• _Enregistrements fournis_:
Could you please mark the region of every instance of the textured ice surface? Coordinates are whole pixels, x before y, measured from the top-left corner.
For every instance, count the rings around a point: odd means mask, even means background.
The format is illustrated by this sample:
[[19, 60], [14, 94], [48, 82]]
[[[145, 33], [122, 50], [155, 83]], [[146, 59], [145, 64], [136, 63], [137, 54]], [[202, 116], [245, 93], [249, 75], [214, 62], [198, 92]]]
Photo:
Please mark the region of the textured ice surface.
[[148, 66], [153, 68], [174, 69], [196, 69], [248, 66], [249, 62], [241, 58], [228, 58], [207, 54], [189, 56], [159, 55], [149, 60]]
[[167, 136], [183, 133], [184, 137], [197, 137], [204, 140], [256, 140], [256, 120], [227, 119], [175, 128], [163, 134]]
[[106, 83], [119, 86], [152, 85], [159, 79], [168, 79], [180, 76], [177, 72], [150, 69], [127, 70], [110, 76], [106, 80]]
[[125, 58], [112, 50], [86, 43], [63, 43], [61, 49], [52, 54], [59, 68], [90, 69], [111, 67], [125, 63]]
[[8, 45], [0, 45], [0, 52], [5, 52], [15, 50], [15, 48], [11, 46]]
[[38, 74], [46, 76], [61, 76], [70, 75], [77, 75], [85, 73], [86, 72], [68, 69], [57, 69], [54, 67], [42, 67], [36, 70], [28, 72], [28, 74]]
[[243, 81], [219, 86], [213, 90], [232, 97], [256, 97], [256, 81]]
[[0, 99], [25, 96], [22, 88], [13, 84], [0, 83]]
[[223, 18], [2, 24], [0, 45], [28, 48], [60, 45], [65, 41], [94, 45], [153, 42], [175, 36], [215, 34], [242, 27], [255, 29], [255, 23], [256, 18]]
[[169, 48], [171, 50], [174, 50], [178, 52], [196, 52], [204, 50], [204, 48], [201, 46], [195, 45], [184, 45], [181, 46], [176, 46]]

• _Consignes de la tâche_:
Renvoyez ces lignes sans la moindre modification, pour l'ensemble des enregistrements ci-dessus.

• _Résultat final_:
Could you please mark the region of every instance of the textured ice surface? Coordinates are whole pixels, x before y, measured from the top-left corner.
For every instance, count the rings around a point: odd means mask, even means background.
The format is illustrated by this sample:
[[19, 60], [14, 94], [48, 82]]
[[[145, 33], [122, 50], [155, 83]], [[146, 59], [145, 64], [136, 63], [137, 54]], [[202, 116], [245, 93], [249, 75], [214, 62], [198, 92]]]
Photo:
Please mark the region of the textured ice surface.
[[148, 66], [153, 68], [174, 69], [196, 69], [248, 66], [249, 62], [241, 58], [228, 58], [207, 54], [189, 56], [159, 55], [149, 60]]
[[167, 136], [183, 133], [184, 137], [197, 137], [204, 140], [256, 140], [256, 120], [227, 119], [175, 128], [163, 134]]
[[106, 83], [119, 86], [152, 85], [159, 79], [168, 79], [180, 76], [177, 72], [150, 69], [127, 70], [110, 76], [106, 80]]
[[125, 58], [112, 50], [86, 43], [63, 43], [61, 49], [52, 54], [59, 68], [90, 69], [111, 67], [125, 63]]
[[8, 45], [0, 45], [0, 52], [5, 52], [15, 50], [15, 48], [11, 46]]
[[38, 74], [46, 76], [61, 76], [70, 75], [77, 75], [85, 73], [86, 72], [68, 69], [57, 69], [54, 67], [42, 67], [36, 70], [28, 72], [28, 74]]
[[243, 81], [219, 86], [213, 90], [232, 97], [256, 97], [256, 81]]
[[0, 99], [25, 96], [22, 88], [13, 84], [0, 83]]
[[223, 18], [2, 24], [0, 45], [28, 48], [60, 45], [65, 41], [94, 45], [153, 42], [175, 36], [215, 34], [242, 27], [255, 29], [255, 23], [256, 18]]
[[169, 48], [171, 50], [174, 50], [178, 52], [196, 52], [204, 50], [204, 48], [201, 46], [195, 45], [184, 45], [181, 46], [176, 46]]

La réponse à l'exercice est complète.